Information provided start
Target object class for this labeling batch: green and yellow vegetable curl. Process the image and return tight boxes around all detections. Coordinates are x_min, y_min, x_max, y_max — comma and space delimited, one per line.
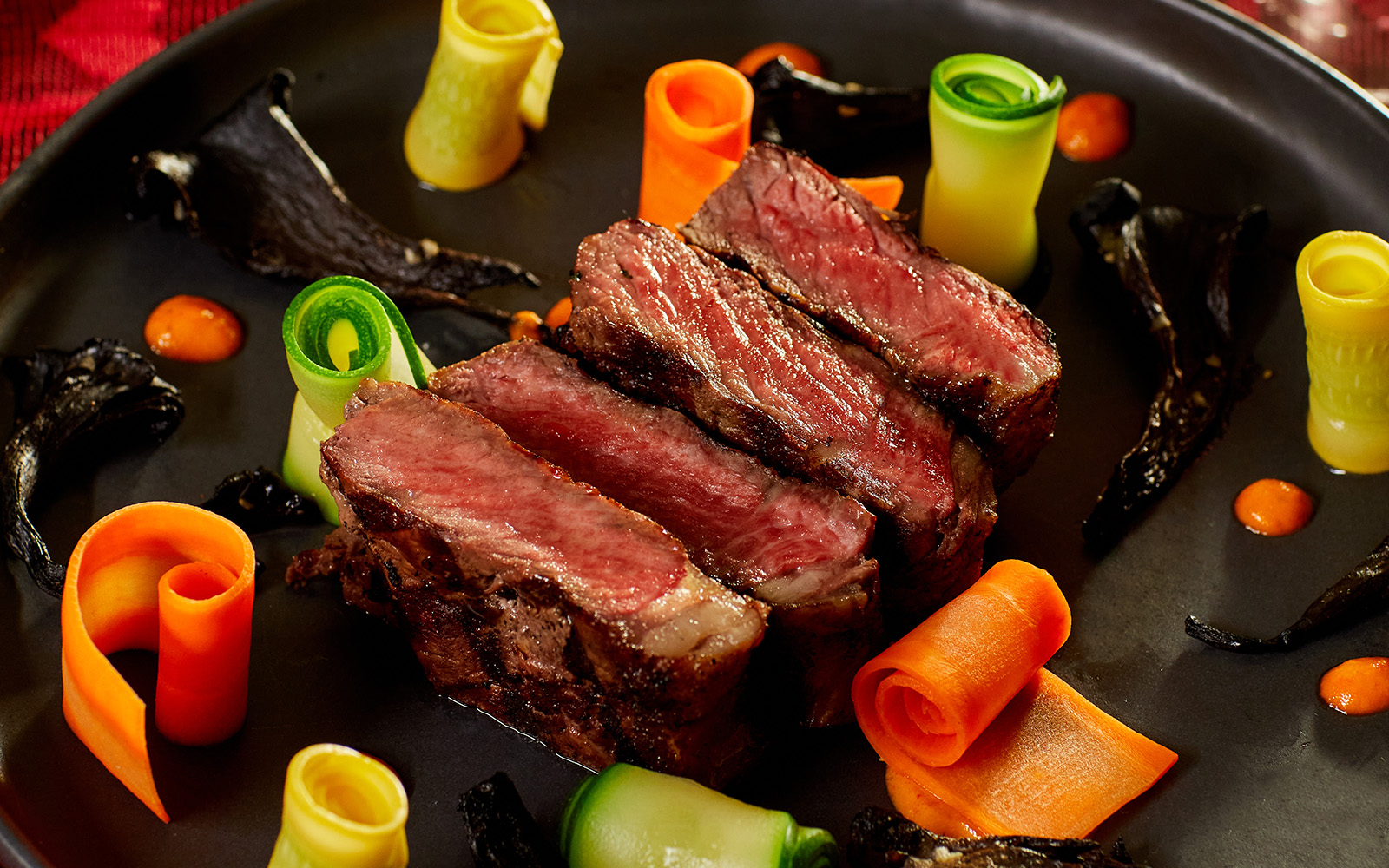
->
280, 276, 435, 523
921, 54, 1065, 290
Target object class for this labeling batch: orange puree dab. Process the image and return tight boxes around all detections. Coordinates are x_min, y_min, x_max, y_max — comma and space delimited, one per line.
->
144, 296, 241, 361
1056, 93, 1130, 162
1234, 479, 1315, 536
1320, 657, 1389, 715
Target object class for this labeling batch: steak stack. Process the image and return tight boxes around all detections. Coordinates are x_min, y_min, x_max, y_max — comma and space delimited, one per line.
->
429, 340, 882, 727
681, 143, 1061, 488
322, 380, 767, 785
564, 220, 995, 625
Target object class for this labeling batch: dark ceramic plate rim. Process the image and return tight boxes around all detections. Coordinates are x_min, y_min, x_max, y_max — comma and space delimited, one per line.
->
8, 0, 1389, 866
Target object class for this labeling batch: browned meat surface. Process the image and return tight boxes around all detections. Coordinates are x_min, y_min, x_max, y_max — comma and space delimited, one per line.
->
322, 380, 766, 783
565, 220, 995, 623
429, 340, 882, 725
682, 143, 1061, 484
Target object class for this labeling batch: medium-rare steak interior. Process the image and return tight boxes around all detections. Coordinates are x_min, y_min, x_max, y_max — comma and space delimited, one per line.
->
681, 143, 1061, 484
322, 380, 767, 785
429, 340, 882, 725
564, 220, 995, 625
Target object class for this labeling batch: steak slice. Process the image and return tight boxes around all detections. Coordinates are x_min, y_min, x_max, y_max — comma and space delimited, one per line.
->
681, 143, 1061, 488
429, 340, 882, 727
564, 220, 995, 627
322, 380, 766, 783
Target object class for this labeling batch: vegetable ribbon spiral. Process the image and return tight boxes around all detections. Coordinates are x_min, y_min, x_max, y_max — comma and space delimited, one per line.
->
269, 745, 410, 868
61, 502, 255, 822
280, 276, 435, 523
405, 0, 564, 190
921, 54, 1065, 290
1297, 232, 1389, 474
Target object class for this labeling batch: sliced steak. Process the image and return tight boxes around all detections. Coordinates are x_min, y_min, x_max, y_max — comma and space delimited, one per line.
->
564, 220, 995, 625
682, 143, 1061, 484
322, 380, 766, 783
429, 340, 882, 727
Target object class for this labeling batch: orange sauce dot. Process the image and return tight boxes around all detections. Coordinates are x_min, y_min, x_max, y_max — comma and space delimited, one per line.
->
144, 296, 241, 363
1056, 93, 1129, 162
1318, 657, 1389, 715
1234, 479, 1315, 536
734, 42, 824, 78
507, 311, 544, 340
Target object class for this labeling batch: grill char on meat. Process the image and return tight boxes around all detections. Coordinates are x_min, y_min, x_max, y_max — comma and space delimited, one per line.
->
564, 220, 995, 627
429, 340, 882, 725
322, 380, 766, 785
681, 143, 1061, 488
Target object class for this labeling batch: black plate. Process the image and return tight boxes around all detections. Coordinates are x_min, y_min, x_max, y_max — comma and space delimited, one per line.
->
0, 0, 1389, 868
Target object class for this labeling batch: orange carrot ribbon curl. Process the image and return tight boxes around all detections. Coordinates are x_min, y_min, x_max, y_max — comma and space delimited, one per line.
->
852, 561, 1176, 838
636, 60, 901, 231
61, 502, 255, 822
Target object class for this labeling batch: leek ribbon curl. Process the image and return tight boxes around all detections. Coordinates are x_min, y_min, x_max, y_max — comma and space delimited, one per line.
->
280, 276, 435, 523
921, 54, 1065, 290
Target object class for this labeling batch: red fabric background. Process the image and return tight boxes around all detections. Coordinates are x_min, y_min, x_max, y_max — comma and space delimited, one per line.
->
0, 0, 246, 179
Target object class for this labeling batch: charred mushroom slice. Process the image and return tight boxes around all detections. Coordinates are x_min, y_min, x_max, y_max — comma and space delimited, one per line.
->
1186, 539, 1389, 654
750, 57, 931, 168
849, 808, 1135, 868
0, 338, 183, 595
199, 467, 322, 533
458, 773, 564, 868
1071, 178, 1268, 550
135, 69, 537, 325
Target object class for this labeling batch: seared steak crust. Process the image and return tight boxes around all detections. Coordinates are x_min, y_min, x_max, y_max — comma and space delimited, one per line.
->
681, 143, 1061, 484
429, 340, 882, 725
564, 220, 995, 622
322, 380, 766, 783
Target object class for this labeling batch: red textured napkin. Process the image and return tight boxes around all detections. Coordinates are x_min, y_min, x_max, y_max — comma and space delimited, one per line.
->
0, 0, 246, 181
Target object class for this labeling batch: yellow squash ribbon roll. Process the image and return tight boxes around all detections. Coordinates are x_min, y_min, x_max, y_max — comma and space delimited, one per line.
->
405, 0, 564, 190
269, 745, 410, 868
1297, 231, 1389, 474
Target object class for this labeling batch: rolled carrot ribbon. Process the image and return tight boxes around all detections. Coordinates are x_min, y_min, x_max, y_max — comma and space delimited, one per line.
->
852, 561, 1176, 838
61, 502, 255, 822
636, 60, 901, 231
637, 60, 753, 229
854, 561, 1071, 766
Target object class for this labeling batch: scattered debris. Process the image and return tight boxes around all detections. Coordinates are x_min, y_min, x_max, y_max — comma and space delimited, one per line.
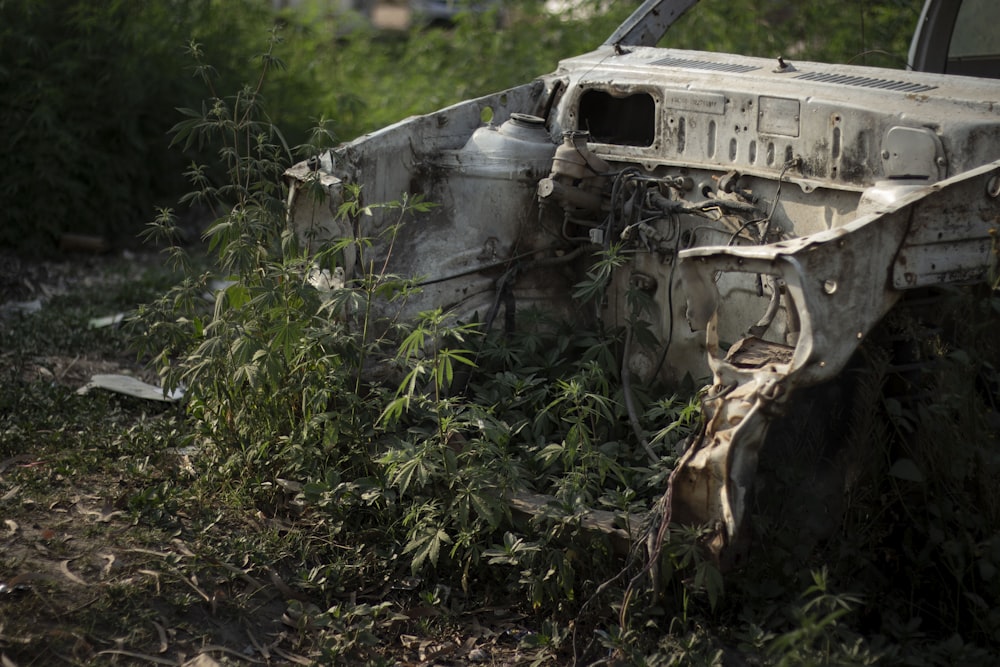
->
76, 375, 184, 403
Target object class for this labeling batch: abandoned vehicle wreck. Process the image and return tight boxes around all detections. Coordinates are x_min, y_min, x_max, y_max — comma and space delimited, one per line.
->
287, 0, 1000, 563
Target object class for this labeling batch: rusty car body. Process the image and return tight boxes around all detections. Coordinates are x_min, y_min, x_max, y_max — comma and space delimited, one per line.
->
287, 0, 1000, 559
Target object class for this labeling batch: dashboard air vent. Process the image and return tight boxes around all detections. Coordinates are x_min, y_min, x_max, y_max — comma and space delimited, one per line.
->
795, 72, 937, 93
650, 56, 760, 74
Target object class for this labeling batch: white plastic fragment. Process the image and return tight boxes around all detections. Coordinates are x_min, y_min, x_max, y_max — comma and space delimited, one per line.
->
76, 375, 184, 403
87, 313, 125, 329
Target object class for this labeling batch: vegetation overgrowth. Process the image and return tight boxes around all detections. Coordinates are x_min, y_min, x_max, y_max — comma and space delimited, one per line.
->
0, 3, 1000, 665
0, 0, 919, 255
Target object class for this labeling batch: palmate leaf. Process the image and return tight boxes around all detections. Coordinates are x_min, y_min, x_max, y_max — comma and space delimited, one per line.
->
403, 526, 452, 575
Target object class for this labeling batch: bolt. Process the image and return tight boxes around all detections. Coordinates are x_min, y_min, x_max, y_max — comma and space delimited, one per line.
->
986, 176, 1000, 199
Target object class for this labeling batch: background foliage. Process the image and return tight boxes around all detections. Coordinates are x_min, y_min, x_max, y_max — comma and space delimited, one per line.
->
Information provided end
Short problem:
Give the lines of the material from the line with "Target object class for this labeling batch: scattered" to the line with "287, 0, 1000, 563", both included, as a JSON list of strings with one string per line and blank lines omitted. Leave the pictures out.

Complete answer:
[
  "Target object class for this labeling batch: scattered debris. Process the image and return tight boxes around all detections. Coordinates are x_min, y_min, x_max, y_max — comma and space delimited, one per line.",
  "->",
  "76, 375, 184, 403",
  "Target object class for this labeling batch: abandoned vehicle wreck. Process the image and return tight boxes around all detections. Coordinates are x_min, y_min, x_max, y_max — comma and space delimited, one per line.",
  "->",
  "287, 0, 1000, 563"
]